__DIRECTIONS FOR THIS TASK__
Copy out only those lines running from the line with "Each instance of the noodle" to the end of the listing, keeping each one exactly as it is.

Start of DATASET CONTENT

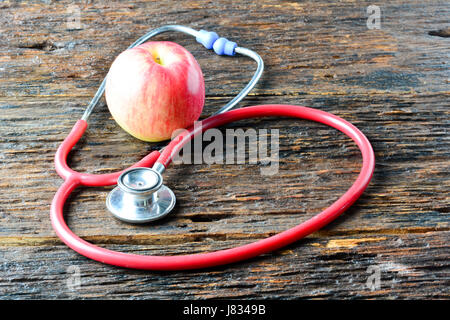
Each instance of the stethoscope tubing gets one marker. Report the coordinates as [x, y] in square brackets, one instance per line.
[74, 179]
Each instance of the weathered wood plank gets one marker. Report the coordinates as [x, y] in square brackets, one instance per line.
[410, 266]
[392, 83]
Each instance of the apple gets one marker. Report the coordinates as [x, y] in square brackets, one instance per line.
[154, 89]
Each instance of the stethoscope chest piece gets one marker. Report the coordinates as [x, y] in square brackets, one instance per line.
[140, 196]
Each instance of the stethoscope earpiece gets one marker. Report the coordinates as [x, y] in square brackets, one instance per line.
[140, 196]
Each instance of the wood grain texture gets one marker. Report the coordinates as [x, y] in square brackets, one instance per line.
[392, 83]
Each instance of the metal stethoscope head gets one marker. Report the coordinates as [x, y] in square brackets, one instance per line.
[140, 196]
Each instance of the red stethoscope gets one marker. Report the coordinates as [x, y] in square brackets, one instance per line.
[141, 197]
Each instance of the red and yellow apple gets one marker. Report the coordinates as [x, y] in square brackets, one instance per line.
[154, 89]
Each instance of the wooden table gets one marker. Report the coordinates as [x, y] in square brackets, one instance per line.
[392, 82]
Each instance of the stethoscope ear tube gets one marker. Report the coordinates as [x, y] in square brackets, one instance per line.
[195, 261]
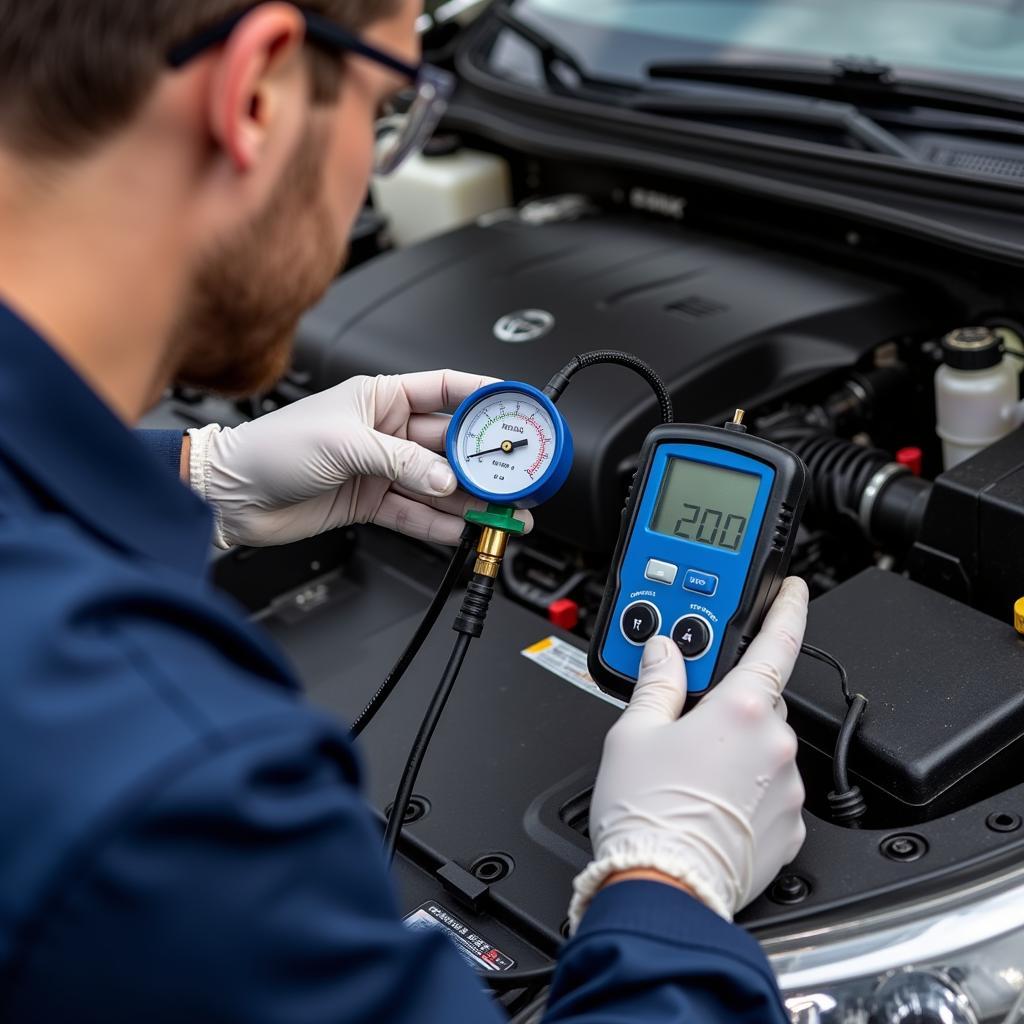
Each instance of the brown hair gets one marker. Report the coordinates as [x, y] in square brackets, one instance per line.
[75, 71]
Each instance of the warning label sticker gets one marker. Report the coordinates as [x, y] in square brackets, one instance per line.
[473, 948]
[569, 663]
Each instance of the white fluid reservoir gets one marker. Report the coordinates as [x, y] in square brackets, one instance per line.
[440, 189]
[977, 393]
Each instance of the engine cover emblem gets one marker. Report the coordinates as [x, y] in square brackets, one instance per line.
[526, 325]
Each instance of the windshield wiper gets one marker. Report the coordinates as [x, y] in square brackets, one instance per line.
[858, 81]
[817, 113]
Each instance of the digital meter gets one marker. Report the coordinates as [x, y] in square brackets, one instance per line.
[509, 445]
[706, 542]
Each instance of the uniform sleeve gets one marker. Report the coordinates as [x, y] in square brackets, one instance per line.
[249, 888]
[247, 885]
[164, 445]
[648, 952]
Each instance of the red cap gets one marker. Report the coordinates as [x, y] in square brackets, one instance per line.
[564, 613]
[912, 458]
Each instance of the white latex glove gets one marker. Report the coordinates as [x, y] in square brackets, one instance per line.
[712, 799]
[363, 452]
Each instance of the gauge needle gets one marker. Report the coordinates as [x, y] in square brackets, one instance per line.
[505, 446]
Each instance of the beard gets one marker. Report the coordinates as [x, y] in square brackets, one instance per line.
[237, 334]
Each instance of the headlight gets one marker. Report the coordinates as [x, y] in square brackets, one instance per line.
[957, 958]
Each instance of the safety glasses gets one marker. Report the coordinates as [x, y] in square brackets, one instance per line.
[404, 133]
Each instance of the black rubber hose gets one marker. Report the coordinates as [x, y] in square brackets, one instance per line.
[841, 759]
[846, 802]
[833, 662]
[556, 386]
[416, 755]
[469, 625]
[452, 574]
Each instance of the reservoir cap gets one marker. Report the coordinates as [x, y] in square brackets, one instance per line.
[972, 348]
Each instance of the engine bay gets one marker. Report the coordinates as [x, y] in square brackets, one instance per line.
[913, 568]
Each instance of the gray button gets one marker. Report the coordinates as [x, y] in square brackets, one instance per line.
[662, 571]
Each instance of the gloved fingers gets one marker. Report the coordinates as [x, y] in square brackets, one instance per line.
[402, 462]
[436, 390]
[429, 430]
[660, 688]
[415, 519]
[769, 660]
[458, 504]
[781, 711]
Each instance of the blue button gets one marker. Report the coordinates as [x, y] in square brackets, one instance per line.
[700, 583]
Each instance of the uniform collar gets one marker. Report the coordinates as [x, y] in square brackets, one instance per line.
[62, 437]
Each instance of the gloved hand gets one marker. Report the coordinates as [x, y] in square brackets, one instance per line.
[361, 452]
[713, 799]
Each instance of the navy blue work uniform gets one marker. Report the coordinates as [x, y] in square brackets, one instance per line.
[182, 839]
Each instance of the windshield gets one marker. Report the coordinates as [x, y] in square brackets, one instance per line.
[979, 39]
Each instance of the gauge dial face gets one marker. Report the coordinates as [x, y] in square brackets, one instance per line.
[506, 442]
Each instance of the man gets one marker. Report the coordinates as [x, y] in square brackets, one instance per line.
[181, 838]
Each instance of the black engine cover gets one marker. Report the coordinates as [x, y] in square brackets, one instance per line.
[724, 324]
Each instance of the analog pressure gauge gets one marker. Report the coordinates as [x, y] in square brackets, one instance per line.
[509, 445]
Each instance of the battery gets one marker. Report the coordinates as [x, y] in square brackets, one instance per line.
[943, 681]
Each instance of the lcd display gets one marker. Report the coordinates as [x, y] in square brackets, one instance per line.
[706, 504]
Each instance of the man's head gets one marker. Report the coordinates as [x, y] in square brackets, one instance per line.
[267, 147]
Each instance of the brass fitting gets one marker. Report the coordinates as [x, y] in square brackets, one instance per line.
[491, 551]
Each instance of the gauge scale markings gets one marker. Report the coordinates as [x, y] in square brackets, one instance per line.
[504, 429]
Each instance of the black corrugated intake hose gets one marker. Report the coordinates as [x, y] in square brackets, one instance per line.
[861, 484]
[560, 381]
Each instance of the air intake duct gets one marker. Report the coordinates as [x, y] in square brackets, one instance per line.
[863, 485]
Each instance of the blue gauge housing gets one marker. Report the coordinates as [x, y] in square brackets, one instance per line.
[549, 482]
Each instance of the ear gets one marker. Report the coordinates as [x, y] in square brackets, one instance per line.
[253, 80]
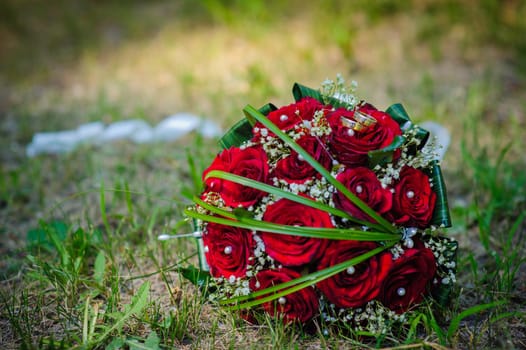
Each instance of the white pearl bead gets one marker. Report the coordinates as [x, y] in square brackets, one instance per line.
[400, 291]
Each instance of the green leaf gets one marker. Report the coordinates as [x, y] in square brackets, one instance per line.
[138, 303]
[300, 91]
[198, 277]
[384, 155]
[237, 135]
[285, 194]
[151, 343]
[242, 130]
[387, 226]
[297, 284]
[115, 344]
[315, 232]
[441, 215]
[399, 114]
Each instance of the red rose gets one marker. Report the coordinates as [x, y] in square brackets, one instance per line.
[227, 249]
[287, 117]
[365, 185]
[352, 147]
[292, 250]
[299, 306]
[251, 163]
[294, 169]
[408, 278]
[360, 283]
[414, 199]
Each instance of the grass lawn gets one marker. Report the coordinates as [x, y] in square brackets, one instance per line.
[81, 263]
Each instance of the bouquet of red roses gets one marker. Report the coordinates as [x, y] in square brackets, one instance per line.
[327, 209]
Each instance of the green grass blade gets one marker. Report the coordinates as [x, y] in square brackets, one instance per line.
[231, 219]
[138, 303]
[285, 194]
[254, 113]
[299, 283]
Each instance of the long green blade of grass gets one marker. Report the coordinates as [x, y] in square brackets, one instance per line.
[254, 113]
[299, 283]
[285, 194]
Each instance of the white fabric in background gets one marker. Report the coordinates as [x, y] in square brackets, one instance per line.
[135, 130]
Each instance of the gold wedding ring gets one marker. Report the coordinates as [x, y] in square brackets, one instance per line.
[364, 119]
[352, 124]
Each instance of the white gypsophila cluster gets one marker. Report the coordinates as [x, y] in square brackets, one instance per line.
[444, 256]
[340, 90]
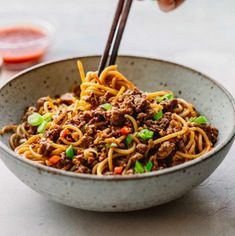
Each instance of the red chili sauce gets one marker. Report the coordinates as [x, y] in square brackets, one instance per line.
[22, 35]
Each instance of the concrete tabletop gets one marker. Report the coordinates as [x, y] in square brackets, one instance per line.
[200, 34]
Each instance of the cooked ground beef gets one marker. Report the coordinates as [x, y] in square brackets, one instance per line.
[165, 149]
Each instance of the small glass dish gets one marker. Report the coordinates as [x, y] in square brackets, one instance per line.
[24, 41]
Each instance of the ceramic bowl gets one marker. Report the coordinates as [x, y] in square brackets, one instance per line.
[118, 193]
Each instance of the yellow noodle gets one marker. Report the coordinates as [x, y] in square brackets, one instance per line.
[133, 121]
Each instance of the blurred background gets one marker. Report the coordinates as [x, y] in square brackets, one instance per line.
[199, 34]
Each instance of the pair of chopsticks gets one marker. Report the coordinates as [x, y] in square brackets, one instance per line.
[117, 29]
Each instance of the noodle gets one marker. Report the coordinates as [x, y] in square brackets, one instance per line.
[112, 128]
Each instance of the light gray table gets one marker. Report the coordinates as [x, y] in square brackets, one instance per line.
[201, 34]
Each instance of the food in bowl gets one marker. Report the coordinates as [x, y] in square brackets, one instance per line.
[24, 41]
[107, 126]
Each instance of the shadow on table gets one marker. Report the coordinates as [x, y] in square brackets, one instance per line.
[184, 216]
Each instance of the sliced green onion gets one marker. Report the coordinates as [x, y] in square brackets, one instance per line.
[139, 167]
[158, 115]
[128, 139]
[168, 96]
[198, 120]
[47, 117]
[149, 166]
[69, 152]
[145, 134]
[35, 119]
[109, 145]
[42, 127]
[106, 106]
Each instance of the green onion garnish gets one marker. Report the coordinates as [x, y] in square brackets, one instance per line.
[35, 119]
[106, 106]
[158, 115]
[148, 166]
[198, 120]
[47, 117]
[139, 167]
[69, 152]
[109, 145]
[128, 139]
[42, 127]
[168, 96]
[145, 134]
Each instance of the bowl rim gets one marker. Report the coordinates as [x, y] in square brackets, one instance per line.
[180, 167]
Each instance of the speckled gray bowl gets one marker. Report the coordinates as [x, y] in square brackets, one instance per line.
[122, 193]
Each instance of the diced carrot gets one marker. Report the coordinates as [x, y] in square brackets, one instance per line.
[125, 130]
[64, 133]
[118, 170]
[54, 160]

End of DATASET CONTENT

__FULL SOLUTION__
Each instance of the noodle gets one marker. Report the coordinates as [x, y] in square brackets, one instance per line.
[112, 128]
Each instance of the light gray table gets one marker. Report the coordinates as [x, y] in square brackets, one instance per line.
[201, 34]
Each instance of the food in bowl gets one marker. Report the coordinates as [x, y] in square brackets, one instance per line.
[24, 41]
[107, 126]
Each instance of the shadow on table gets one marker. Report the coordinates as [x, y] in square brackets, one instance per line.
[184, 216]
Each instance of the sliced green onion gets one marker. Report the coordinates as [x, y] in square brackets, one instance per line.
[139, 167]
[158, 115]
[128, 139]
[168, 96]
[198, 120]
[47, 117]
[149, 166]
[69, 152]
[145, 134]
[35, 119]
[109, 145]
[42, 127]
[106, 106]
Each instance of the green onion garnish gets one marker. Report the coordinates as [x, y] in square brackets, one instance per line.
[35, 119]
[106, 106]
[158, 115]
[148, 166]
[198, 120]
[47, 117]
[139, 167]
[69, 152]
[109, 145]
[128, 139]
[42, 127]
[168, 96]
[145, 134]
Each instance of the bowl rim gets one marker. Report the coordinates as [x, y] in square brackets, one instance per line.
[180, 167]
Each instance of the speckled gray bowl gets one marker. Report the coordinates as [x, y] in square brackets, one instance per line.
[122, 193]
Each instance of the diced carrot gets one marker. Report the coordinates as [x, y] in square brackets, one instance per line.
[125, 130]
[64, 133]
[118, 170]
[54, 160]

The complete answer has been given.